Year 2, Month 5, Day 29: Happy Whatever.

Another response to the UK plan to reduce GG emissions 50% by 2027, this one going to the San Francisco Chronicle.

Sent May 17:

Britain’s plans for drastic reductions in greenhouse gas emissions show that at least one government in the industrialized West is taking the threat of climate change seriously — which implies that the UK’s political establishment is capable of thinking in the long term. America, however, is paralyzed — incapable of any meaningful response, let alone one that unleashes our country’s creative and adaptive potential. The climate-change denialists currently in controlling the House of Representatives have a pathological resistance to scientific evidence, a proven inability to think beyond the next electoral cycle, and fiscal ties to the fossil fuel industry — a deadly combination of ignorance, cupidity and shortsightedness that should be an immediate disqualification for any elected office in this country. With our country’s unique combination of expertise and imagination, we could handily outdo Great Britain in emissions reduction — if we can stop denying the existence of climate change.

▶ [Problem 1] Repeat the entire post about the UK emissions plan word for word.
The records that come next are unrelated to the post.

▶ [Data for this task]
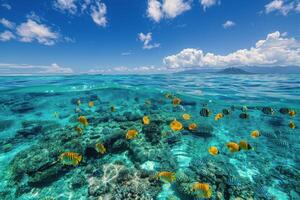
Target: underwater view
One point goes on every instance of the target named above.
(165, 137)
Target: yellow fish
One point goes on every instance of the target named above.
(255, 134)
(292, 113)
(213, 150)
(168, 177)
(78, 129)
(202, 190)
(244, 145)
(218, 116)
(176, 125)
(83, 120)
(56, 114)
(176, 101)
(146, 120)
(100, 148)
(292, 125)
(131, 134)
(112, 109)
(192, 126)
(233, 147)
(186, 116)
(70, 158)
(91, 104)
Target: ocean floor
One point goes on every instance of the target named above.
(150, 137)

▶ [Problem 2] In the records, rewrite the stretch from the line containing "Target: yellow fish" through the end of the records, changing "ocean floor" to "seabed" and leaving everything else as it is. Return only those lines.

▶ [Worked answer 1]
Year 2, Month 5, Day 29: Happy Whatever.

Another response to the UK plan to reduce GG emissions 50% by 2027, this one going to the San Francisco Chronicle.

Sent May 17:

Britain’s plans for drastic reductions in greenhouse gas emissions show that at least one government in the industrialized West is taking the threat of climate change seriously — which implies that the UK’s political establishment is capable of thinking in the long term. America, however, is paralyzed — incapable of any meaningful response, let alone one that unleashes our country’s creative and adaptive potential. The climate-change denialists currently in controlling the House of Representatives have a pathological resistance to scientific evidence, a proven inability to think beyond the next electoral cycle, and fiscal ties to the fossil fuel industry — a deadly combination of ignorance, cupidity and shortsightedness that should be an immediate disqualification for any elected office in this country. With our country’s unique combination of expertise and imagination, we could handily outdo Great Britain in emissions reduction — if we can stop denying the existence of climate change.

▶ [Worked answer 2]
Target: yellow fish
One point goes on every instance of the target named above.
(255, 134)
(292, 113)
(213, 150)
(168, 177)
(78, 129)
(202, 190)
(244, 145)
(218, 116)
(176, 125)
(83, 120)
(56, 114)
(176, 101)
(146, 120)
(100, 148)
(292, 125)
(131, 134)
(112, 109)
(192, 126)
(233, 147)
(186, 116)
(70, 158)
(91, 104)
Target: seabed
One point goes on every instance of the target named above.
(150, 137)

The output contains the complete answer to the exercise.